## Written request
Show every line in the rows below that contains the word "tree", copying each such line in full.

## Provided records

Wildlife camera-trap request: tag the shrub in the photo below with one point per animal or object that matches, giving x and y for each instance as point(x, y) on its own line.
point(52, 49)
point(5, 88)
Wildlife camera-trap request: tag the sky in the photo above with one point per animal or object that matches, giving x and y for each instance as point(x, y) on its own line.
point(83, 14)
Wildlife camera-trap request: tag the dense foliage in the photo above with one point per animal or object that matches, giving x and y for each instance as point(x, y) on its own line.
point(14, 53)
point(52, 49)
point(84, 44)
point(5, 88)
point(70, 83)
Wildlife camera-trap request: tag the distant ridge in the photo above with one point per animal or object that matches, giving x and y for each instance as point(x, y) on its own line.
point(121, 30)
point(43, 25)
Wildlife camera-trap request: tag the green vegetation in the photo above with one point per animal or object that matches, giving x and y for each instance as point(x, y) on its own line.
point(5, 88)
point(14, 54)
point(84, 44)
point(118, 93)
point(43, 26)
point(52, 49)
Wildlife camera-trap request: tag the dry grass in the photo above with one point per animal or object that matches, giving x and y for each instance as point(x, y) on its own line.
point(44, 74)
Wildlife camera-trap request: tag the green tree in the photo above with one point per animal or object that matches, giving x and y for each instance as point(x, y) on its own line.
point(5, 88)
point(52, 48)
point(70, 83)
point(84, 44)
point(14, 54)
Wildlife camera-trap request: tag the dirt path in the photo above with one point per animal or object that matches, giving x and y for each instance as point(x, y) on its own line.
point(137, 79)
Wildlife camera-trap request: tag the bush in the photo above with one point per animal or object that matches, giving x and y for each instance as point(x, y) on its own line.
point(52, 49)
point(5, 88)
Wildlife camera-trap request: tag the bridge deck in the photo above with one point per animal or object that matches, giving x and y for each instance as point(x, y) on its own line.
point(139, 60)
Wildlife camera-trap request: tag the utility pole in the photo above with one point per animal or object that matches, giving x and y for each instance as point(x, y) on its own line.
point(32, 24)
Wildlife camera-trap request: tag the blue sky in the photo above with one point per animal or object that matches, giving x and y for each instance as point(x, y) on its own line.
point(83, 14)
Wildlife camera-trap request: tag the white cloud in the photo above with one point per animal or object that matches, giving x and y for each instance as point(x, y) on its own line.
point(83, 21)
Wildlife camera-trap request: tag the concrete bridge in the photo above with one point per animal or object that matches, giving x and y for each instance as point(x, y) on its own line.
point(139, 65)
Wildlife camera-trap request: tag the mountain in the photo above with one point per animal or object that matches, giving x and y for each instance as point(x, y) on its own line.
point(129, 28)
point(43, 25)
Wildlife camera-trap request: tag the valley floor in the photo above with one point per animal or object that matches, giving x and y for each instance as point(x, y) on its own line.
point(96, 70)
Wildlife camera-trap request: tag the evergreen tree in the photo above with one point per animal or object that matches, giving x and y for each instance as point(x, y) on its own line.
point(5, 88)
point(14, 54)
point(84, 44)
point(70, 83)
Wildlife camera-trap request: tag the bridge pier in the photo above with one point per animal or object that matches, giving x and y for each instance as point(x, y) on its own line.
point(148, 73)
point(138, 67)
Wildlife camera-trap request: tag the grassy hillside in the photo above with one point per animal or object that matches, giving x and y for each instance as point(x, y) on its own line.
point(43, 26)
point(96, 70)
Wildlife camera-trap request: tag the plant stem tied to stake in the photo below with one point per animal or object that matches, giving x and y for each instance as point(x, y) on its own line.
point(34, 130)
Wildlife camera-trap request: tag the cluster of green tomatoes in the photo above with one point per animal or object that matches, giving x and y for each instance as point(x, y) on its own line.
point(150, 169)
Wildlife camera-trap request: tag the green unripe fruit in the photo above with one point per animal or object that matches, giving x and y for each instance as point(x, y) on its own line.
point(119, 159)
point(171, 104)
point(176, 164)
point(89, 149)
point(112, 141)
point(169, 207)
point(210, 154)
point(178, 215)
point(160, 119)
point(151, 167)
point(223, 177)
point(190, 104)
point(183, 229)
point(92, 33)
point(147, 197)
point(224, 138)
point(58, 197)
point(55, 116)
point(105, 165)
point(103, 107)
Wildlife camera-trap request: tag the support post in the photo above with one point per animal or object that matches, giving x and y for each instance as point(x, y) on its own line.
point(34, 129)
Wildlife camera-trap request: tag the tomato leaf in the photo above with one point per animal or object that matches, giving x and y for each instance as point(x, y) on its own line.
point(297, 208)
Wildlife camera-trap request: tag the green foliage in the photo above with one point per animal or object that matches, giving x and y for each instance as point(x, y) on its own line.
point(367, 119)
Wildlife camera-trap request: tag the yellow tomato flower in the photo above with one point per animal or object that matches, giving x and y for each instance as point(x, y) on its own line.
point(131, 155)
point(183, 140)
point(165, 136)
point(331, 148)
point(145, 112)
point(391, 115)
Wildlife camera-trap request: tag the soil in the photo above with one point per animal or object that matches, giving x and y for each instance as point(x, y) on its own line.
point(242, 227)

==

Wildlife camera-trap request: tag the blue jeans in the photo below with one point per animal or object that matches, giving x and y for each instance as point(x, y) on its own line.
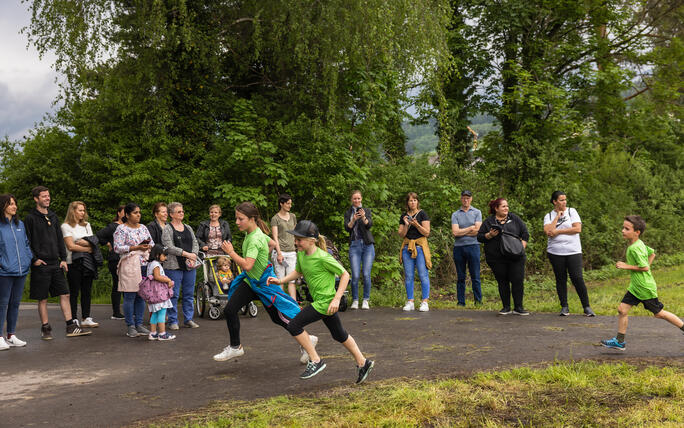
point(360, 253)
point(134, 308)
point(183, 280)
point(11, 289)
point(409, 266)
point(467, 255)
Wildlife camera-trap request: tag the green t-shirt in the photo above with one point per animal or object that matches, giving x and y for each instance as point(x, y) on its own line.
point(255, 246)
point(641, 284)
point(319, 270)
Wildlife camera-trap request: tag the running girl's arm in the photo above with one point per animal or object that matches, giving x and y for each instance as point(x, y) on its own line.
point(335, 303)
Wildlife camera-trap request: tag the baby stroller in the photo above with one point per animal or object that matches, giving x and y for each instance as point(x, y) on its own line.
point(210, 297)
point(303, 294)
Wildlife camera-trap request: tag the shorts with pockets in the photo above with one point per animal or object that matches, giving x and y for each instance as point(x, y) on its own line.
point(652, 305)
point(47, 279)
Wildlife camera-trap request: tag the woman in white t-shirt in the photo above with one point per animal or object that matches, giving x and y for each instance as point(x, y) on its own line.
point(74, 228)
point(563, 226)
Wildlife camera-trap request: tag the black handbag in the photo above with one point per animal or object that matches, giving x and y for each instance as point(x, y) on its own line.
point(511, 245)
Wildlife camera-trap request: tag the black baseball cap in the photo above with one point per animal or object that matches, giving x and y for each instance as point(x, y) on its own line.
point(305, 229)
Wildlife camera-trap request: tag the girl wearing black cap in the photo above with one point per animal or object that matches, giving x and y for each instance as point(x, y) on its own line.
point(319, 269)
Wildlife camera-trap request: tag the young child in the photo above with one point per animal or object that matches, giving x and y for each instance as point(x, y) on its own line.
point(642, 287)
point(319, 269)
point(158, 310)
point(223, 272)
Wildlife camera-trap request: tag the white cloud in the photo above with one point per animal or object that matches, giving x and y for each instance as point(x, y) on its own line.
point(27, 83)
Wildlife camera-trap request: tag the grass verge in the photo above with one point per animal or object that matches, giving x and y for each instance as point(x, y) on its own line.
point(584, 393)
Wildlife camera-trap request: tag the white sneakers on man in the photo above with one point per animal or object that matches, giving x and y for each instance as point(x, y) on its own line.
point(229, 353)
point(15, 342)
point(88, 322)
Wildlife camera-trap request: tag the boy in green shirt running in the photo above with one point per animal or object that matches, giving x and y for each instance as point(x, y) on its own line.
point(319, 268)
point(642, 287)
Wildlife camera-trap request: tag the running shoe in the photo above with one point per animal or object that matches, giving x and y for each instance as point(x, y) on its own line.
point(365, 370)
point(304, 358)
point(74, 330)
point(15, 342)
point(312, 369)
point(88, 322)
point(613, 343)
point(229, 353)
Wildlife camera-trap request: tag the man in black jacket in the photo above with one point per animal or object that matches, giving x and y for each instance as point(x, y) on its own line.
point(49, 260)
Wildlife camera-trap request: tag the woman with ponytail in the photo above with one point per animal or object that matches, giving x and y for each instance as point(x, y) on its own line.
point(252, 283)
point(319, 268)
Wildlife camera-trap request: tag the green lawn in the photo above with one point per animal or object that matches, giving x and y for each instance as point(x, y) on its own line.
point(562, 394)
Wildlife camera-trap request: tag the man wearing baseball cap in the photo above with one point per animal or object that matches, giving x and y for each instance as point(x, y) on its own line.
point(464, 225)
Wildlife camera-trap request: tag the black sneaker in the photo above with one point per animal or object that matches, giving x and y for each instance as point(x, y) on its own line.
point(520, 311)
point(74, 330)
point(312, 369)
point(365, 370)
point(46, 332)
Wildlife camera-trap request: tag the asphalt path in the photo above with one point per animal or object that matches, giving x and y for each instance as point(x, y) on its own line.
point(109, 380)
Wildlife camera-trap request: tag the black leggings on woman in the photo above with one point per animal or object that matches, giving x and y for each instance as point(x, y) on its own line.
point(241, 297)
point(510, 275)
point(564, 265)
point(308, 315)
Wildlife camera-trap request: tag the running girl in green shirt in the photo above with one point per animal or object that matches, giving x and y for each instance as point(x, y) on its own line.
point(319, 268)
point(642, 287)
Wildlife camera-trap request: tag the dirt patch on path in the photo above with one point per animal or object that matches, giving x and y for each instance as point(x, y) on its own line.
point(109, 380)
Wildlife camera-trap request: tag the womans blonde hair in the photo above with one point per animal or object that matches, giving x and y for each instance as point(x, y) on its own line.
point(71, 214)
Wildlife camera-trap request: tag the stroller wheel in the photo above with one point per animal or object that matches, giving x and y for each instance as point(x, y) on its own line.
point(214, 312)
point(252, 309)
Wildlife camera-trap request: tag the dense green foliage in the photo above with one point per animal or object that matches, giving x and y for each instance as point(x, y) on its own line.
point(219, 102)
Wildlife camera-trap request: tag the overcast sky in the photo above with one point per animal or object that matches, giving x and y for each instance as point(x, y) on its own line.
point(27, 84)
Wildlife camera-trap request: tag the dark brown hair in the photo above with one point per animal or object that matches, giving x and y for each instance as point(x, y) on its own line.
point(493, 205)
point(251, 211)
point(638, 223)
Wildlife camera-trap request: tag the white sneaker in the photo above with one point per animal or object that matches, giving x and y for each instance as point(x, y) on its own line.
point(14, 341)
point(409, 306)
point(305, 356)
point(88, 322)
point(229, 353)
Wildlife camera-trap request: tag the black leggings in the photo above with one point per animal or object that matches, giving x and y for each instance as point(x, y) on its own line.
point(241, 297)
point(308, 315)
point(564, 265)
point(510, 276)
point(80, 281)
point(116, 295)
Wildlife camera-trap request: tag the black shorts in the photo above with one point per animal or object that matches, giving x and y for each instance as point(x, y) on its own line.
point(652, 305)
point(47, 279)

* * *

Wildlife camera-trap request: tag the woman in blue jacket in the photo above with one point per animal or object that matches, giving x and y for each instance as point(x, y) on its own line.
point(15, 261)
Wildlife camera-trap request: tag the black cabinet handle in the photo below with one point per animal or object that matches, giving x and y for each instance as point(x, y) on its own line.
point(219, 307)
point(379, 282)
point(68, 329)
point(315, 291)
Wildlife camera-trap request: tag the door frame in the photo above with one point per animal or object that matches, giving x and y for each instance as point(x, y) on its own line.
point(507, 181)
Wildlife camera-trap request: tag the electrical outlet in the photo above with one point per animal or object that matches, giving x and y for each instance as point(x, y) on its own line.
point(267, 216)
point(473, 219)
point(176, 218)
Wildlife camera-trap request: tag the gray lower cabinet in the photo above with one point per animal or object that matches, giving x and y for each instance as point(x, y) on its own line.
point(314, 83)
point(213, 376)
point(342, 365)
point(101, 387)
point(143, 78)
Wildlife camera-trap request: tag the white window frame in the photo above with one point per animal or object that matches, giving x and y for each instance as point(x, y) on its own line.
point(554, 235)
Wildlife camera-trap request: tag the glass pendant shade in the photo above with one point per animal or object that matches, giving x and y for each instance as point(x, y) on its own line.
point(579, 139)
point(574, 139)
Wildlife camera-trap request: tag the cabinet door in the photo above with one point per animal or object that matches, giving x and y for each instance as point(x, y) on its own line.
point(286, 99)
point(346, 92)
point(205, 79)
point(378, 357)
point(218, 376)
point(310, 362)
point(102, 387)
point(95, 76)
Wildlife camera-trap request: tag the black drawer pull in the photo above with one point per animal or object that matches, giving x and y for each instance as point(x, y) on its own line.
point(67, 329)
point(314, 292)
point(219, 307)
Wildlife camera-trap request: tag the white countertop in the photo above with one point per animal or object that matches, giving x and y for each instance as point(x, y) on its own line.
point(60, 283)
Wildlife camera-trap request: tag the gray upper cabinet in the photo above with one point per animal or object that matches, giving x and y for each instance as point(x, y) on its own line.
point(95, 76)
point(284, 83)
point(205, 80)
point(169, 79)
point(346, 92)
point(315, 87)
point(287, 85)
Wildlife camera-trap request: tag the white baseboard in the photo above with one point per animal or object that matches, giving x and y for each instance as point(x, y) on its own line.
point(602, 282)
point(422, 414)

## The reply
Wildlife camera-trap request: tag the green tree in the photo above with one point per animal or object that matches, giving x and y for each instance as point(x, y) on its own line.
Wildlife camera-trap request: tag the evergreen tree in the photo above with one point per animal or object that matches, giving x and y for each instance as point(x, y) on its own line.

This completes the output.